■ **YOUR TASKS**
1 – Transcribe the post about plein air easels from "As you can see" to "still being reasonably lightweight.".
2 – Pick up the post about plein air easels at its last sentence and keep writing.
**** PASSAGE SHOWN ****
The other issue I had was that  the plastic hinges that allow the winged flaps to fold outward and remain open  broke on me, also  after only about a year or so. Soltek support says they now have better hinges and they did offer a couple of options. 1.) They could send me replacement hinges or 2.) I could pay $50 plus shipping to get a Soltek "tuneup" which would address both issues I was having.

Yes, you guessed it.  I forked over the $50. Due to my already considerable investment, I justified the expense since I had at least a couple of rather critical things in need of repair. It was back within a couple of weeks, and has since been working fine. But for the price of this easel (which costs as much or more than  some larger studio easels), I still feel these issues are not what I would have expected after 1-2 years of moderate use.

In any event, I still love it, and when working properly, it  is by far the easiest in terms of setup and versatility of all the portable easels I've experienced. I will continue to use it as long as I can reasonably maintain it. So why would I ever need another plein air easel? Well, besides the need for a backup in case of another Soltek break down, I probably don't. But that didn't stop me from one more purchase. (Remember, this was before I admitted I had a problem.) I'll cover that in the next installment.

Plein air easels- the pochade box

*Note: This is the second in a series of posts I am writing about artist's easels. To read the other installments, click on the following links:Part I: On the quest for the perfect easelPart III: My Soltek Easel Part IV: A pochade box for travel

Picking up on my previous post about artist easels, today I'll discuss plein air easel #2; my first pochade box. The word "pochade" comes from the French word "pocher" meaning "to sketch".  Popularized in the 19th century by landscape painters such as the Impressionists, a pochade box was a small wooden sketch box (sometimes called a "thumb box")  with a hinged lid that could be held in the hand, to easily take into the field for small sketches and painting studies (pochades.) Today, what we call a pochade box comes in many different sizes beyond the tiny hand-held variety.

After I developed my "wingnut aversion" the pochade box idea really appealed to me, as the modern boxes are made to attach to a camera tripod, which has telescoping legs. The box I chose was the Guerilla Painter's Pochade Box (9x12")


 pochade box

As you can see here, this particular pochade box has a hinged lid that holds  9x12" panels, and can readily take any panel that is 12" wide. The wood palette slides out to reveal little compartments to hold supplies. Like other pocade boxes, this one has a tripod mount to take any standard camera tripod. The tripod shown above is the Guerilla Painter's brand, but I chose a Bogen Manfrotto Jr. tripod, which I purchased for a steal on eBay. Bogen is a good brand and the "junior" Manfrotto model is sturdy while still being reasonably lightweight.
**** DATASET EXCERPT ****
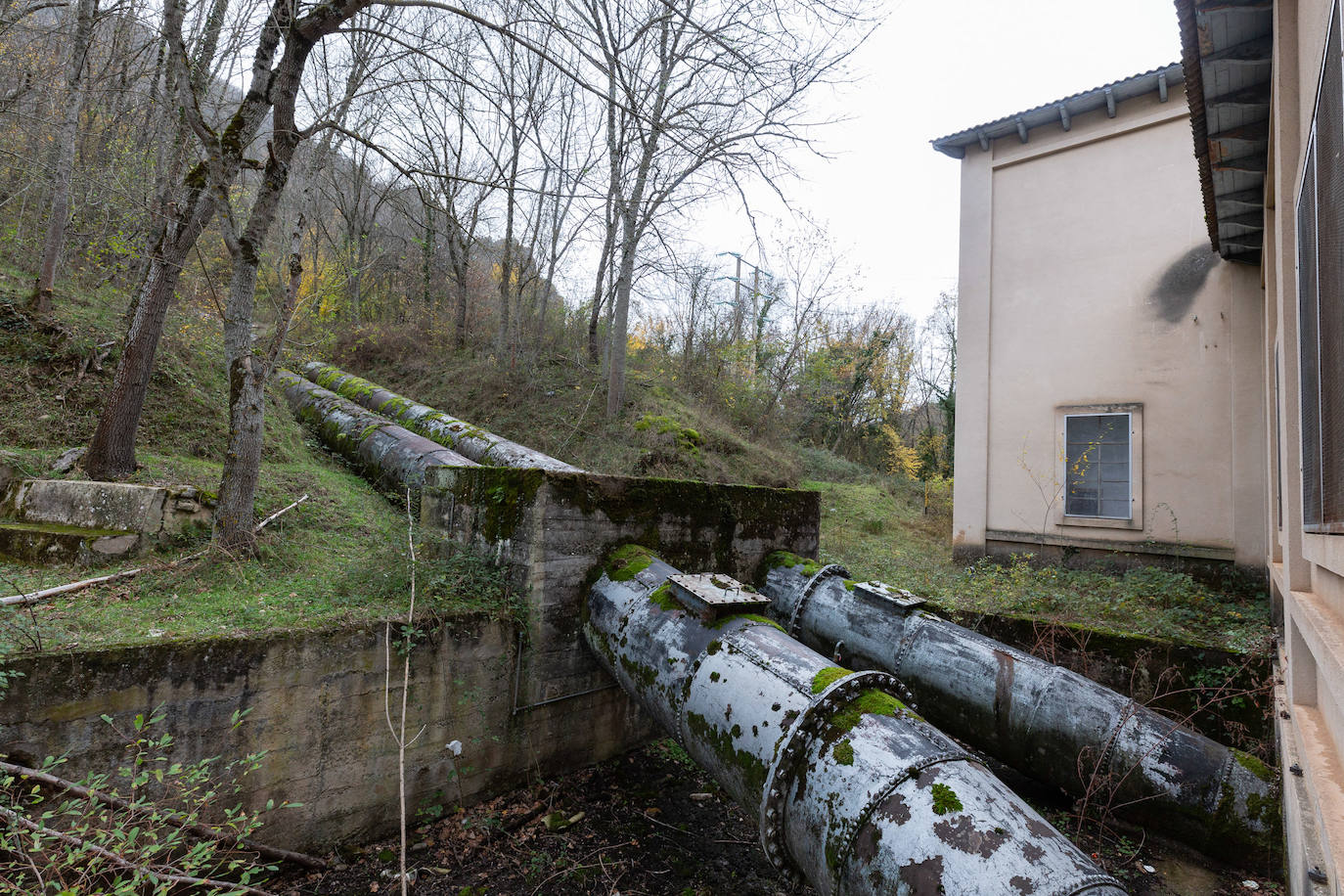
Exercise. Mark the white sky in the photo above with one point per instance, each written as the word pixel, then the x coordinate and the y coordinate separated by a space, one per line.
pixel 935 67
****
■ **SET OF ANSWERS**
1 –
As you can see here, this particular pochade box has a hinged lid that holds  9x12" panels, and can readily take any panel that is 12" wide. The wood palette slides out to reveal little compartments to hold supplies. Like other pocade boxes, this one has a tripod mount to take any standard camera tripod. The tripod shown above is the Guerilla Painter's brand, but I chose a Bogen Manfrotto Jr. tripod, which I purchased for a steal on eBay. Bogen is a good brand and the "junior" Manfrotto model is sturdy while still being reasonably lightweight.

2 –
The Guerilla Painter's box is a fine pochade box that will likely last many years. It is a strudy piece of gear and will withstand frequent use. You could klunk the thing on the ground and not make a dent.  The box is well constructed, and performs as described by the manufacturer.  In many ways, you could do far worse than this box for the quality, and while the price has gone up since I made my purchase, the basic setup seems  comparable to other painting boxes on the market.

This box is certainly more compact and practical than the stodgy El Greco, and also a bit lower in weight. But once you consider the weight of the required tripod, the weight of the basic box is about the same weight as the traditional French half  box easel. However, this changes if you want more versatility. For example, at the time of my purchase, it was necessary to buy various inserts and attachments to best allow for the use of smaller 8x10" and 6x8" canvases, though the company later developed a slip in easel that allowed for a bit more versatility.

Not only are addtional accessories another thing to keep up with, but they added more overall weight to the painting setup (though my wallet soon began to feel lighter). In addition, while I find it far less awkward than the full French easel, the deep boxy shape made it a bit bulky and cumbersome for travel. The manufacturer,  Judson's Art Outfitters does sell compatible backpacks, however, along with many other nifty plein air accessories suitable for any plein air painter, whether using the Guerilla Painter's pochade box or some other brand. 

pochade box

This is a picture of my own Guerilla Painter's Pochade box with the Bogen Manfrotto Jr. tripod. You might be able to make out the insert I'm using to accomodate my 8x10" painting. I use a bungee chord to hold my paper towels and a plastic bag for trash. Beneath the tripod there are two bags. One is a bag that actually goes to a folding portable chair that has a a shoulder strap. I confiscated it to carry my tripod. The box did not fit in any of the backpacks I owned, so I used the large canvas LLBean tote  shown in the background  to carry my pochade box and other supplies.

The  bulk of this box is largely due to the enclosed compartment designed to hold paint tubes and other supplies, which for some could actually be a useful component.  But the storage compartments are an insufficient size to hold long-handled paint brushes without first sawing off a part of the handle. And the little square compartment that logically looks as if it wil be perfect to hold your paint thinner is too shallow for the standard brush washers, so you will either need to pack your brush washer separately, buy one from Judson Art Outfitter's, or find a small jar suitable to fit in the compartment once the lid is closed. (Not a big deal, but still worth noting if you've already invested in a brush washer.) And while it's moderately convenient to have paint tubes right under my palette, the way these compartments were configured seemed to add more bulk than convenience.

So while there is certainly nothing wrong with this box, I found  that along with the bulk, it was a slight annoyance that the accessories necessary to make this box its most versatile added weight and needed to be purchased separately.  I am now thinking of selling my Guerilla Painters Pochade box or just  keeping  it as a backup (Update: It's off the market. I ended up gifting this to my talented niece Molly) in case something happens to.... Plein Air Easel #3. In many ways, #3 is a slice of plein air heaven. But this heaven comes with a couple of caveats, and a pretty hefty price. More on that in the next installment.

*Note: This is the second in a series of posts I am writing about artist's easels. To continue reading the other installments, click on the following links:

Part I: On the quest for the perfect easel Part III: My Soltek Easel Part IV: A pochade box for travel

Plein air easels (or "gotta-have-it-itis")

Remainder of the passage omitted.